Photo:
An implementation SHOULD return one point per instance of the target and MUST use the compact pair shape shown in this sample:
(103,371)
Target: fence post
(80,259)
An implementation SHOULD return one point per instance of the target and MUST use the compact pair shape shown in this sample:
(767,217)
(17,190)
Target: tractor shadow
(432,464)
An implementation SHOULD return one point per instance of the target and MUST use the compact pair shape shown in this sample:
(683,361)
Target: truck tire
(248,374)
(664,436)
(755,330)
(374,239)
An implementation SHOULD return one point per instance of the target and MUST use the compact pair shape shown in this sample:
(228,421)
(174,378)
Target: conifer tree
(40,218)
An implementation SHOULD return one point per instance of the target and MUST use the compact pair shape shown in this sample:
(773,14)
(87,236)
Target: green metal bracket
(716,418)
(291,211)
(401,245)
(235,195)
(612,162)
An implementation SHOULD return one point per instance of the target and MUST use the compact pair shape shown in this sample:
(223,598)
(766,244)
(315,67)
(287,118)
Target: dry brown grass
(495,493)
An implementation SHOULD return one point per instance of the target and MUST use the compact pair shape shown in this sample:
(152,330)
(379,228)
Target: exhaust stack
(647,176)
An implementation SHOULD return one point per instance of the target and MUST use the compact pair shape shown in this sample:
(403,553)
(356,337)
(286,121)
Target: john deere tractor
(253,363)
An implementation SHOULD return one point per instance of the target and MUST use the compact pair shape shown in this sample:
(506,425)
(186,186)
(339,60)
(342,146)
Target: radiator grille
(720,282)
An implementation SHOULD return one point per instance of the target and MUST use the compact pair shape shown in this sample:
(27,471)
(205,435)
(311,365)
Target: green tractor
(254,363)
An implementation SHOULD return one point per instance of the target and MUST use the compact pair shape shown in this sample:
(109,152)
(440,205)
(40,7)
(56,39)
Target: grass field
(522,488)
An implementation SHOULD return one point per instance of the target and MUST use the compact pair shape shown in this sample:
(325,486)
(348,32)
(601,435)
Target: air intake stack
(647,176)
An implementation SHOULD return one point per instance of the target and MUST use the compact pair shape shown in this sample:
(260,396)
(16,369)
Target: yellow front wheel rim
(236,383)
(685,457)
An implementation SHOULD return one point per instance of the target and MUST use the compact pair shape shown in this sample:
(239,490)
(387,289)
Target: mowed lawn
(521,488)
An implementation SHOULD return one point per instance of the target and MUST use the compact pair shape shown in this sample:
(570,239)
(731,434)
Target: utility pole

※

→ **What to produce**: Print the entries exactly. Include every one.

→ **Completed task**:
Photo:
An implementation SHOULD return one point per instance of the target and MUST use the compact pair shape shown in this sample:
(103,371)
Target: fence post
(80,259)
An implementation SHOULD return one point per instance of the target and MUST use the compact pair shape shown in this sample:
(767,217)
(17,190)
Target: tractor shadow
(432,464)
An implementation SHOULD return one point per instance of the target and MUST use the compact pair shape shown in this sample:
(683,361)
Target: truck tire
(248,374)
(664,436)
(755,330)
(374,239)
An implementation SHOULD return one point per instance of the target and MUST use the compact pair shape shown in this sample:
(228,421)
(174,378)
Target: conifer tree
(40,218)
An implementation SHOULD return one point per instance of the target and MUST use the compact pair shape shown in this sample:
(773,14)
(87,236)
Target: green metal bracket
(716,418)
(291,211)
(401,245)
(235,195)
(612,162)
An implementation SHOULD return one point per instance of the target and MUST use the compact pair shape shown in this sample:
(223,598)
(766,244)
(315,67)
(287,118)
Target: dry brown grass
(495,493)
An implementation SHOULD return one point per instance of the target and MUST use the compact pair shape shown in this sample:
(152,330)
(379,228)
Target: exhaust stack
(647,176)
An implementation SHOULD return one point per instance of the target and MUST use the compact pair shape shown in this sample:
(403,553)
(356,337)
(286,121)
Target: john deere tractor
(253,363)
An implementation SHOULD return one point per instance of the target and MUST use the compact pair shape shown in this sample:
(506,425)
(186,186)
(339,60)
(342,146)
Target: radiator grille
(720,282)
An implementation SHOULD return one point per instance of the target and MUST use the compact pair shape shown in this sample:
(27,471)
(205,435)
(311,365)
Target: green tractor
(254,363)
An implementation SHOULD return one point per instance of the target and MUST use the compact pair shape shown in this sample:
(109,152)
(440,205)
(40,7)
(56,39)
Target: grass field
(522,488)
An implementation SHOULD return one point per instance of the target and MUST use the compact pair shape shown in this sample:
(325,486)
(348,32)
(601,435)
Target: air intake stack
(647,176)
An implementation SHOULD return one point per instance of the target and MUST use the compact pair shape shown in this sample:
(260,396)
(16,369)
Target: yellow front wheel rim
(236,383)
(685,457)
An implementation SHOULD return one point per instance of the target and MUST use the compact pair shape shown in this sample:
(239,490)
(387,289)
Target: mowed lawn
(521,488)
An implementation SHOULD return one point per instance of the target and MUST use the compact pair shape shown in this sample:
(570,239)
(731,434)
Target: utility pole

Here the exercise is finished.